---------- LISTED ENTRIES ----------

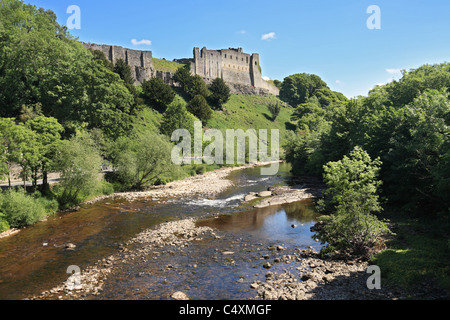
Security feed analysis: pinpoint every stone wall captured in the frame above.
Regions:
[191,47,280,95]
[83,43,156,84]
[83,43,280,95]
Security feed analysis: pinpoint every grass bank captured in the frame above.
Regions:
[371,209,450,290]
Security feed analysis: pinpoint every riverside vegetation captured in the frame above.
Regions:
[0,0,450,296]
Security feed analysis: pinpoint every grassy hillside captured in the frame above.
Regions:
[208,95,293,145]
[153,58,184,72]
[135,94,295,156]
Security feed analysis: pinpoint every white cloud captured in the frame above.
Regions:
[386,69,402,75]
[131,39,152,46]
[261,32,275,40]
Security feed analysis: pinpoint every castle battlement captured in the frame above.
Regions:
[83,43,280,95]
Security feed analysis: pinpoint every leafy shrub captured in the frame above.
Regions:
[314,147,390,258]
[0,189,57,228]
[54,136,102,208]
[0,212,10,232]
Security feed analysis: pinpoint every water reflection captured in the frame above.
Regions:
[198,200,318,247]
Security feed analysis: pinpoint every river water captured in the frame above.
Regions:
[0,164,321,300]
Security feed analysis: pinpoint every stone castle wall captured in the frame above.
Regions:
[191,47,280,95]
[83,43,279,95]
[83,43,155,83]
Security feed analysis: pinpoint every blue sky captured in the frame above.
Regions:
[24,0,450,97]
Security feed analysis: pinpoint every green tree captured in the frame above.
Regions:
[0,0,135,136]
[280,73,327,107]
[0,189,58,229]
[160,102,198,137]
[26,116,64,190]
[187,95,213,124]
[0,118,41,188]
[314,147,390,258]
[142,78,176,113]
[209,78,231,109]
[114,132,173,189]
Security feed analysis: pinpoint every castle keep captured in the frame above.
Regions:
[191,47,280,95]
[83,43,279,95]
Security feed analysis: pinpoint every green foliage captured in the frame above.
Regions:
[54,135,102,208]
[280,73,327,106]
[286,63,450,214]
[187,95,213,124]
[113,132,173,189]
[370,210,450,290]
[209,78,231,109]
[26,116,64,189]
[142,78,175,113]
[0,212,11,232]
[267,103,281,121]
[0,189,57,228]
[0,118,42,188]
[114,58,134,84]
[160,102,198,137]
[315,147,390,258]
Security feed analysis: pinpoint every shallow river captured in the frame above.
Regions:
[0,164,320,300]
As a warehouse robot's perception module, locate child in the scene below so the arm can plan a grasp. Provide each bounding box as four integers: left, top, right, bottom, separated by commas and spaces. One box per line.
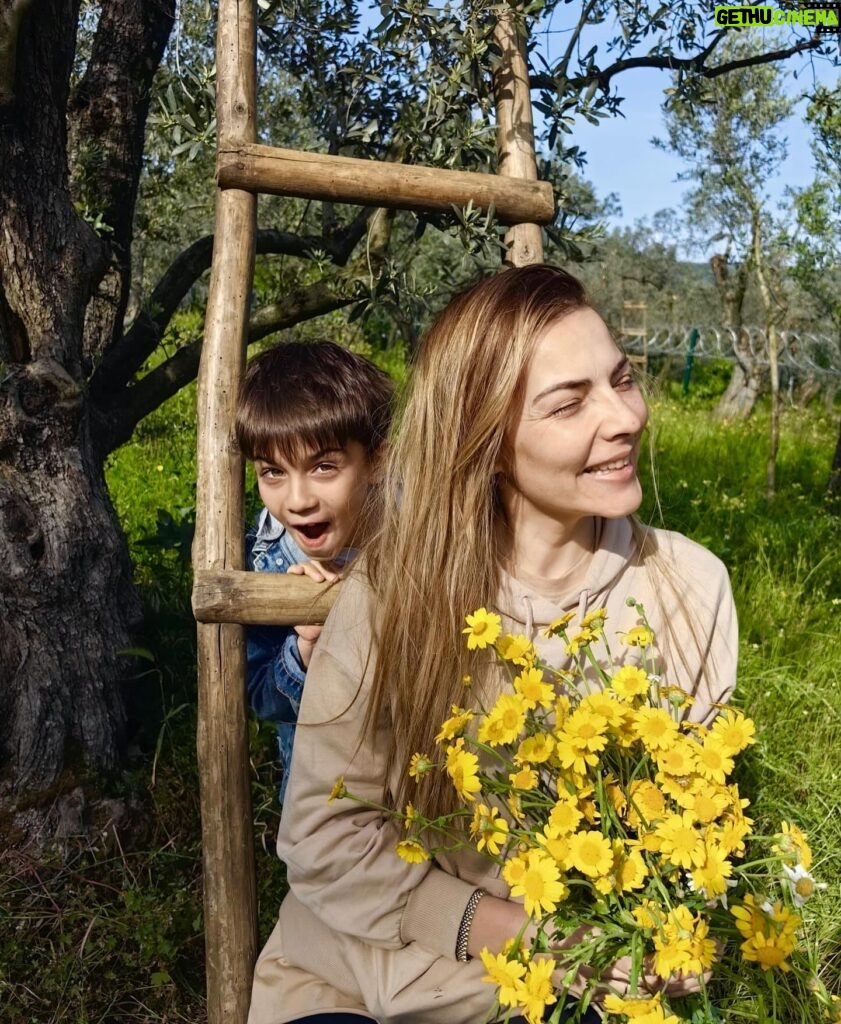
236, 341, 393, 802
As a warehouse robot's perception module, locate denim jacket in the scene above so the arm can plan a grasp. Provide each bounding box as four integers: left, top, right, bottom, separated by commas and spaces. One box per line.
246, 508, 355, 803
245, 508, 307, 801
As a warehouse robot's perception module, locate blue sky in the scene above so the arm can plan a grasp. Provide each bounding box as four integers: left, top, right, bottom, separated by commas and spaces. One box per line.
561, 48, 841, 241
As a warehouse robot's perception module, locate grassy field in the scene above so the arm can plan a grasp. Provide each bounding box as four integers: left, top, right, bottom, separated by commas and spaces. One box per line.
0, 358, 841, 1024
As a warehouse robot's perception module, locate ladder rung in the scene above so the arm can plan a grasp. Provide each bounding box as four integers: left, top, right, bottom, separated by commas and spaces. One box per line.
216, 144, 555, 224
193, 569, 339, 626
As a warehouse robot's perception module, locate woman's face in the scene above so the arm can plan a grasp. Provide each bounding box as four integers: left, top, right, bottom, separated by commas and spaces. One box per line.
501, 308, 648, 542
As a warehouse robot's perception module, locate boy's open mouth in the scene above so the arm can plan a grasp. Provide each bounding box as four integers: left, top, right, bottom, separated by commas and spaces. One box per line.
295, 522, 330, 541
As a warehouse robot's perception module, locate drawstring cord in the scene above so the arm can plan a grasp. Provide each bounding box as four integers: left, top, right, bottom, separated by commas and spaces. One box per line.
522, 595, 535, 640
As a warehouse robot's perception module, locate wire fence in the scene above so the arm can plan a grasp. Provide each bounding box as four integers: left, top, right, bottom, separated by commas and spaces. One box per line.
623, 326, 841, 380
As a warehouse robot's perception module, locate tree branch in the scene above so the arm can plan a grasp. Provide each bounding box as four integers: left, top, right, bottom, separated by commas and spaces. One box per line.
67, 0, 175, 371
95, 282, 355, 457
90, 216, 372, 409
531, 34, 826, 91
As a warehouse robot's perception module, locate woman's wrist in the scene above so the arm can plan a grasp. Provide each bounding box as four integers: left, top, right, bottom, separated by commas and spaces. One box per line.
467, 894, 531, 957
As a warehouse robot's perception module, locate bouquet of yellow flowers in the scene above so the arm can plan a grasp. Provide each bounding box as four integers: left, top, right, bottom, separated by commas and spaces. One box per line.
333, 600, 841, 1024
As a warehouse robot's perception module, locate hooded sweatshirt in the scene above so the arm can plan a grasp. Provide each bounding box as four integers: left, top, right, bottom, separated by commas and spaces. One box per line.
249, 519, 738, 1024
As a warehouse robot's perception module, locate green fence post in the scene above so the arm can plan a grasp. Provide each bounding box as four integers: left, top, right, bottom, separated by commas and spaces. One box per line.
682, 327, 700, 398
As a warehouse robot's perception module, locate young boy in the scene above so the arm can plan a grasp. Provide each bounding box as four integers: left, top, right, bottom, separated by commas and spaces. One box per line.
236, 341, 393, 802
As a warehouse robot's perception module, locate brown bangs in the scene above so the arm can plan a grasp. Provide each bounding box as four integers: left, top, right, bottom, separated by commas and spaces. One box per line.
236, 341, 393, 462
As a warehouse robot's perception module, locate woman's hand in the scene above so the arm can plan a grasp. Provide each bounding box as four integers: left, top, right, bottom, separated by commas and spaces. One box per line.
286, 560, 339, 583
554, 956, 712, 1005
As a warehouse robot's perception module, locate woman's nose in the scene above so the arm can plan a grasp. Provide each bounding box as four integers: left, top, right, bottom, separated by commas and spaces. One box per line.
604, 388, 648, 437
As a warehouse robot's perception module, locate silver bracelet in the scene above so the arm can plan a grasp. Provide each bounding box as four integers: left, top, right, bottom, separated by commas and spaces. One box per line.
456, 889, 488, 964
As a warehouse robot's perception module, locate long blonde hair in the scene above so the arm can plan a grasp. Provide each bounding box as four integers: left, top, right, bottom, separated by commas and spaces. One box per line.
367, 265, 587, 815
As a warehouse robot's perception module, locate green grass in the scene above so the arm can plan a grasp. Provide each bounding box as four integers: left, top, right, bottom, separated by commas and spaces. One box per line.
0, 380, 841, 1024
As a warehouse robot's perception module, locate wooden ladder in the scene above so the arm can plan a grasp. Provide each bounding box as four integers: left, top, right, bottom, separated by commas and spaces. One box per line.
193, 0, 554, 1024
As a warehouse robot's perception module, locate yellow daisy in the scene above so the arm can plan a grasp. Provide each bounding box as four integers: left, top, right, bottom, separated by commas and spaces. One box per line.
611, 665, 650, 701
695, 732, 733, 785
519, 958, 557, 1024
689, 843, 733, 899
633, 708, 678, 751
478, 693, 525, 746
508, 768, 538, 790
514, 732, 555, 765
549, 797, 584, 836
711, 709, 756, 757
628, 778, 666, 828
569, 830, 614, 878
514, 669, 555, 711
564, 629, 598, 657
497, 633, 537, 669
773, 821, 811, 870
470, 804, 508, 857
655, 811, 706, 870
409, 754, 435, 779
546, 611, 576, 637
461, 608, 502, 650
327, 775, 347, 804
479, 948, 525, 1007
447, 739, 481, 802
435, 705, 473, 743
503, 850, 570, 918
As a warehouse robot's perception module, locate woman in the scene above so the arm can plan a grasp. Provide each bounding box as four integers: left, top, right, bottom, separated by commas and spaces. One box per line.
249, 266, 737, 1024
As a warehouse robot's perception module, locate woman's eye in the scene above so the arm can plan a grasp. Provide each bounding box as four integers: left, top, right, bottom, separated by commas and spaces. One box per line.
552, 398, 581, 416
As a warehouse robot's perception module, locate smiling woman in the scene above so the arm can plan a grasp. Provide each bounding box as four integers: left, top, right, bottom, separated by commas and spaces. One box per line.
250, 266, 737, 1024
500, 307, 648, 579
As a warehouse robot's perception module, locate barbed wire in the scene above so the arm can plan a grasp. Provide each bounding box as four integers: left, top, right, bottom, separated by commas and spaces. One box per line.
622, 326, 841, 378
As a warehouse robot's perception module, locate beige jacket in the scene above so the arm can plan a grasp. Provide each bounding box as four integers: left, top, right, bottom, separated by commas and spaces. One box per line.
249, 519, 738, 1024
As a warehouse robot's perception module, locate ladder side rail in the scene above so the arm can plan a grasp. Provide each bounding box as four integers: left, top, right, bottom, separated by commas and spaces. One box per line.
494, 7, 554, 266
194, 0, 257, 1024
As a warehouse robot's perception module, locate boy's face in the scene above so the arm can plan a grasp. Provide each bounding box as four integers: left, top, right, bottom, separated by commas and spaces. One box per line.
254, 441, 373, 561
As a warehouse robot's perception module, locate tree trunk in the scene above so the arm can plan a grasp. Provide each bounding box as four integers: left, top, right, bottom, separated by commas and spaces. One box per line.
0, 0, 157, 823
827, 415, 841, 498
0, 364, 139, 793
710, 253, 762, 420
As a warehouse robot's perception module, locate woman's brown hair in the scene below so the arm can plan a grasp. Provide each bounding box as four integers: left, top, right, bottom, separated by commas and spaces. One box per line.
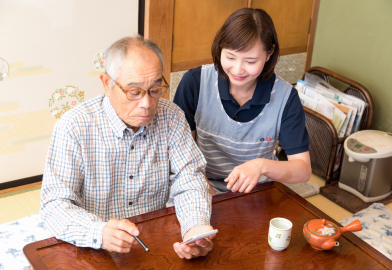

----------

TASK BRIEF: Convert the records above into a two-column CSV with the headers text and answer. Start at the line containing "As a warehouse robot's perception module, locate blue" and stop after the line containing "531, 34, 826, 91". Give one row per record: put its wording under text and everything that follows it under answer. Quote each field and replace line breaks with spaces.

EXERCISE OUTPUT:
text,answer
"As a warehouse robot's perception module, locate blue sky in the scene above so the arm can plan a grasp. Provide each bounding box as four integers: left, top, right, bottom, separated by commas and spaces. One box per line.","561, 48, 841, 241"
"As a warehouse robot's perception module, locate grassy field in the scene above so the arm can plan a grasp. Provide each bounding box as four integers: left, top, right, bottom, separated by commas and spaces. One box per line.","0, 358, 841, 1024"
"As a warehouse robot's perception module, locate ladder rung in the scene above so the arm can plan a grasp. Provide each bounding box as four integers: left, top, right, bottom, separated by commas and spaces. One box per line.","216, 144, 555, 224 193, 569, 339, 626"
"As a warehouse robot's perception module, locate woman's face in the scene above so the arm can plan a grasp. Provide each bounding box as four integers: left, top, right, bottom, separated by commas and spaces. One box per line.","501, 308, 648, 542"
"As a warehouse robot's perception module, locate boy's open mouth in the scene above so the arm can plan a grasp. Provide each bounding box as four integers: left, top, right, bottom, separated by commas and spaces. One box per line.","295, 522, 330, 541"
"As a warehouse robot's perception module, locate drawstring cord in the scene above so the arm can plan a grasp. Provide each bounding box as four integers: left, top, right, bottom, separated by commas and spaces. One box per line.","522, 595, 535, 640"
"As a warehouse robot's perception module, locate wire fence in the scene above so the arm can plan a grasp. Provide each bounding box as four integers: left, top, right, bottom, separated by commas and spaces. One box per line.","623, 326, 841, 380"
"As a warehouse robot's perception module, locate tree branch in the scene above so the arm can plan a grasp. Provide each bounding box as four integers: left, top, right, bottom, separated by commas and spaces. One box per line.","67, 0, 175, 371 95, 282, 355, 457 90, 216, 372, 409 531, 34, 826, 91"